***** Document passage *****

Written/Composed/Performed by Joseph Keckler

@HERE Dorothy B. Williams Theatre

Commissioned, developed, and produced by PROTOTYPE

Co-Commissioned with Museum of Contemporary Art, Chicago

Distinctive singer-songwriter Joseph Keckler and an intimate musical ensemble lead the audience through a series of vignettes, each like a stop on a late night train -- from Paris to Hamburg, Michigan to Times Square and the symbolic space of The Crossroads, a place of danger and possibility. The text "dances between comedy, commentary and communion," while the score features smoky pop songs, propulsive invocations, and leaps into the operatic realm.

Stinney: An American Execution

Composer Frances Pollock

Librettists Tia Price & Frances Pollock

Co-Directors Emma Weinstein & Jeremy O. Harris

Music Director Alexander Lloyd Blake

Co-Presented with French Institute Alliance Française (FIAF) and Harlem Stage

An involuntary symbol of sickening injustice, George Junius Stinney Jr. was executed at the age of 14. Having been wrongly accused and convicted of the brutal rape and murder of two white girls in Alcolu, SC, in 1944, George became the youngest person legally executed in 20th century America. Stinney tells the story of George, his family, his divided hometown, and the action and inaction that lead an innocent black child to the electric chair. A new opera with roots in gospel, blues, baptist hymn, Appalachian folk music and electronic techniques, Stinney spotlights the anger and agony of the entire populous of Alcolu, connecting the dots to our own socio-political climate in 2019 and the pervasive "fear of the other."

***** Provided material *****

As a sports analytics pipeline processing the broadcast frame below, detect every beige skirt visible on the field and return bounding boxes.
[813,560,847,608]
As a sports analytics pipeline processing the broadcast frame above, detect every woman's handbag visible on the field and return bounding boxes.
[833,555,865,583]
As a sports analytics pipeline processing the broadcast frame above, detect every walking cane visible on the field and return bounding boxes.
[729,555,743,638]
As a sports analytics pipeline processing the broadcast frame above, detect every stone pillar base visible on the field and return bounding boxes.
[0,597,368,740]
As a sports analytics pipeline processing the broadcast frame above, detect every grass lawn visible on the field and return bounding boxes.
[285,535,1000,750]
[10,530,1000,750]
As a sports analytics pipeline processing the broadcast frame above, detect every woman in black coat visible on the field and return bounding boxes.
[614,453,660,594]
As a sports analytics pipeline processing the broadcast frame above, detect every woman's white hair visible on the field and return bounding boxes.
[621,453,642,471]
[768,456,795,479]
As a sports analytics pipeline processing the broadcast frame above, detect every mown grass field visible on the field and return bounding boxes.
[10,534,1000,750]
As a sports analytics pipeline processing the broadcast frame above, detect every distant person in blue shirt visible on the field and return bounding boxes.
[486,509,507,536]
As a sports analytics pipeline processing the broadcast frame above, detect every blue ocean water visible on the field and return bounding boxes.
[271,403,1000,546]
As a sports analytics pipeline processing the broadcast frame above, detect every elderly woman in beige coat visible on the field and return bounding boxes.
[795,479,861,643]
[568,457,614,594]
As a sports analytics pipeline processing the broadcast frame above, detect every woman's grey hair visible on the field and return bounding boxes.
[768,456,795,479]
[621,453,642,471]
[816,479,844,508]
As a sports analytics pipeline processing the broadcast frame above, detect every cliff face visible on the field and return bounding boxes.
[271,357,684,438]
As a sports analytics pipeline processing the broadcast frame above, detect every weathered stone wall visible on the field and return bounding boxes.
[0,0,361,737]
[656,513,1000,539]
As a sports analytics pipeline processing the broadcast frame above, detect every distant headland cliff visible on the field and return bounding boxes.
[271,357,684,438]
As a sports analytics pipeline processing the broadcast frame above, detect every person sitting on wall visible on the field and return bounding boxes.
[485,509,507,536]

*****

[Requirements]
a - Name every person the program listing credits for Stinney: An American Execution.
b - According to the program listing, at what age was George Junius Stinney Jr. executed?
c - Retype the part of the program listing that begins at the words "Written/Composed/Performed by Joseph" and stops after "the operatic realm.".

[Solutions to the tasks]
a - Frances Pollock, Tia Price, Emma Weinstein, Jeremy O. Harris, Alexander Lloyd Blake

b - He was executed at the age of 14.

c -
Written/Composed/Performed by Joseph Keckler

@HERE Dorothy B. Williams Theatre

Commissioned, developed, and produced by PROTOTYPE

Co-Commissioned with Museum of Contemporary Art, Chicago

Distinctive singer-songwriter Joseph Keckler and an intimate musical ensemble lead the audience through a series of vignettes, each like a stop on a late night train -- from Paris to Hamburg, Michigan to Times Square and the symbolic space of The Crossroads, a place of danger and possibility. The text "dances between comedy, commentary and communion," while the score features smoky pop songs, propulsive invocations, and leaps into the operatic realm.